**Task statement**:
Can you gather and copy out every line in the records below that contains the word "distant"?

**Pointing dataset records**:
/---
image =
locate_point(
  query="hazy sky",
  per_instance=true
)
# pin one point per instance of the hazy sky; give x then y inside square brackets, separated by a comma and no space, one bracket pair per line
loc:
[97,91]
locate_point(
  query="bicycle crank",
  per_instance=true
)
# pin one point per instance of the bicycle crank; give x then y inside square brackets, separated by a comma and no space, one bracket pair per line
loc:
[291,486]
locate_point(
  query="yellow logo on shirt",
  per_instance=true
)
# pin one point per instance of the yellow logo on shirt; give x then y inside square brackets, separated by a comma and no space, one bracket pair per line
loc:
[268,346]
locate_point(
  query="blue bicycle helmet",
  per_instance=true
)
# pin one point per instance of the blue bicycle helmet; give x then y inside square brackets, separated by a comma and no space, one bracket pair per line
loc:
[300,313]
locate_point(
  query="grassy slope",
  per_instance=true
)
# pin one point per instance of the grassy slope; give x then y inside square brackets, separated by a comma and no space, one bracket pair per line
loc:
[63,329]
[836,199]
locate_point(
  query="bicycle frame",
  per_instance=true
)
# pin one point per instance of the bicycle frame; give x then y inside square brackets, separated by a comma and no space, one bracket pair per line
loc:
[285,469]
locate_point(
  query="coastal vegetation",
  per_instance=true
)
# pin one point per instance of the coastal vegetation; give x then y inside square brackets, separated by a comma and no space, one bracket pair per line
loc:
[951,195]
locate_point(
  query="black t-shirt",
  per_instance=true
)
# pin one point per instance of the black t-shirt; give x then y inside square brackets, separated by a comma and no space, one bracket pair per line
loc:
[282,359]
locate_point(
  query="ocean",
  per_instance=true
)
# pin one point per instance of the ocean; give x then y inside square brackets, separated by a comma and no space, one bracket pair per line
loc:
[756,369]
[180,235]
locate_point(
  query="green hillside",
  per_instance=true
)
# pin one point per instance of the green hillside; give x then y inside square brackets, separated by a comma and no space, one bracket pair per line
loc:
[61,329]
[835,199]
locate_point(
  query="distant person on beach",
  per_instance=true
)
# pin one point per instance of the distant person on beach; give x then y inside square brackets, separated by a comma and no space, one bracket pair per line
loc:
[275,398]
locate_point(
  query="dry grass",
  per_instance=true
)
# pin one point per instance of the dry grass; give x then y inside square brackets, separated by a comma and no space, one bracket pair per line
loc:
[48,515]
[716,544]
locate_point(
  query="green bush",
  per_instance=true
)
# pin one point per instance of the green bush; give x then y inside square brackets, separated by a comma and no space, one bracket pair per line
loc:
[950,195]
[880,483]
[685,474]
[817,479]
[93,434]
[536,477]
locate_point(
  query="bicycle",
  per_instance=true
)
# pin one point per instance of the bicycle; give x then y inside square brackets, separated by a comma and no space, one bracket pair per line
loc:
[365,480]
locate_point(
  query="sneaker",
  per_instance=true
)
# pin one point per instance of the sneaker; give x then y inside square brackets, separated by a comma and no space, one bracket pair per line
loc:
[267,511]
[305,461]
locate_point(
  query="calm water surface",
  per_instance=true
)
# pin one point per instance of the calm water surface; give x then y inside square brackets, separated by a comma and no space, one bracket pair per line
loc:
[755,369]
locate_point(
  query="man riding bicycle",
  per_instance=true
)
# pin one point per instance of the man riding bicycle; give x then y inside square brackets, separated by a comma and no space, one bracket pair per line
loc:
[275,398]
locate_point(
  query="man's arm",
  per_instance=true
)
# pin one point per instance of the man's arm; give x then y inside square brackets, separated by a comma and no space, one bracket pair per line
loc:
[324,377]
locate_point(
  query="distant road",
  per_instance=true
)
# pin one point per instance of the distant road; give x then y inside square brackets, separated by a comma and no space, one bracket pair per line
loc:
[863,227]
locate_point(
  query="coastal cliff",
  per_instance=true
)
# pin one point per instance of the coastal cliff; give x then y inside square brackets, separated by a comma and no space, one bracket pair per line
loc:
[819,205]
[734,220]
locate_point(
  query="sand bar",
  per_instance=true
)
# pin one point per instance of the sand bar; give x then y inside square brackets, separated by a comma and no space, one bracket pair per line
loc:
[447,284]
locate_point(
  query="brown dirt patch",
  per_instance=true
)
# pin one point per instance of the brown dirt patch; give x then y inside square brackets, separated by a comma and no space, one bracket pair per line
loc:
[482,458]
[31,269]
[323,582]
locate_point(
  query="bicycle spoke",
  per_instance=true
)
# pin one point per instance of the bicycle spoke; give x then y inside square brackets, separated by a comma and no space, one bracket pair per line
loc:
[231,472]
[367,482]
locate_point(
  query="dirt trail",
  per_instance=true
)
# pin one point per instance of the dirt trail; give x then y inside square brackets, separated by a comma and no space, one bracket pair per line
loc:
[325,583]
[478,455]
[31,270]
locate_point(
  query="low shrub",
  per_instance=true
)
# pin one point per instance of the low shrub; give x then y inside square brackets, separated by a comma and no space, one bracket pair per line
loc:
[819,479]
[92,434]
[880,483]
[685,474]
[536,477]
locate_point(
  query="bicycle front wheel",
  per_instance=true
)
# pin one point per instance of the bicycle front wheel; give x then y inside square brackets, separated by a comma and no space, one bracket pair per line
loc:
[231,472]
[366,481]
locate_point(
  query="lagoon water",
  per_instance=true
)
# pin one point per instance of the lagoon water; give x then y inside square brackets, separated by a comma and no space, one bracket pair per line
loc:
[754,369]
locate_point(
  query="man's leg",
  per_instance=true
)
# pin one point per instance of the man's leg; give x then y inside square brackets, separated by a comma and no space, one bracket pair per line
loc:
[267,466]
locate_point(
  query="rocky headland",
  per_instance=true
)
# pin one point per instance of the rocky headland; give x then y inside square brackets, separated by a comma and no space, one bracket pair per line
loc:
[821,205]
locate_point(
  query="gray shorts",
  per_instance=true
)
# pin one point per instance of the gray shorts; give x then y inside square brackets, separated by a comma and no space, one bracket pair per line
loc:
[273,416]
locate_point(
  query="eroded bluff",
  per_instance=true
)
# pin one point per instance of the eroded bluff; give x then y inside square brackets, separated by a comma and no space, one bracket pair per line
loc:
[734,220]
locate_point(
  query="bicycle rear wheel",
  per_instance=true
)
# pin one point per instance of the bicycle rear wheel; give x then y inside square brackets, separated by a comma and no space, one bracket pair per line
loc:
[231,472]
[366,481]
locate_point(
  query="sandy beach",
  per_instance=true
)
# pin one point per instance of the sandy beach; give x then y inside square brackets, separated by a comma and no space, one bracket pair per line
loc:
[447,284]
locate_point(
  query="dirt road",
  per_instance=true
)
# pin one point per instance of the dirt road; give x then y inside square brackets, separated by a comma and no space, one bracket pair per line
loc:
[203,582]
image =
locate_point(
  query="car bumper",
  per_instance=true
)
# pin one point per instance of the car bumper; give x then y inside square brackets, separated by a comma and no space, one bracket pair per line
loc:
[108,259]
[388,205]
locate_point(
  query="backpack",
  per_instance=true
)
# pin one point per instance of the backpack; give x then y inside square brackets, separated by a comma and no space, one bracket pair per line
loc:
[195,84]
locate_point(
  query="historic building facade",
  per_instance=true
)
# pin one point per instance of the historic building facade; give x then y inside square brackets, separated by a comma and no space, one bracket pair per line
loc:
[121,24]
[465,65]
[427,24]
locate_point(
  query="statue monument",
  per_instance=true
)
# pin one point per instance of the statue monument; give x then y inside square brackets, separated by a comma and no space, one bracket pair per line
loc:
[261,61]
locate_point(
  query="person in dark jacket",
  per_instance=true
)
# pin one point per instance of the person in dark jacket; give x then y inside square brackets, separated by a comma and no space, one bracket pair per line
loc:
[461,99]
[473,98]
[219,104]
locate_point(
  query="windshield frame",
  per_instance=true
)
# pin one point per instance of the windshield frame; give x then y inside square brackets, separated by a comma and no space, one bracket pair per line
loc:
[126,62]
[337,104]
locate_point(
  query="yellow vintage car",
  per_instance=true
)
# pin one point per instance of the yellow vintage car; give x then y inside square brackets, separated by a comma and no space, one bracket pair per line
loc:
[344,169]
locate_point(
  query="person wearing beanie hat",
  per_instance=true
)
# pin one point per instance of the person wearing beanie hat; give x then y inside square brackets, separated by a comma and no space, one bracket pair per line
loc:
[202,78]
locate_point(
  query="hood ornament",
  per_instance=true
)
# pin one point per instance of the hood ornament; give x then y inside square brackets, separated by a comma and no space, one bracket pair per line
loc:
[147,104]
\---
**Response**:
  query="distant person on beach",
# pin one point per instance of the distant person on beach; give x then y inside square brackets, separated by a comma and no space, one bracket pair per line
  query="distant road",
# pin one point per instance of the distant road; give x then y inside square brackets, separated by a comma and no space, one bracket pair per line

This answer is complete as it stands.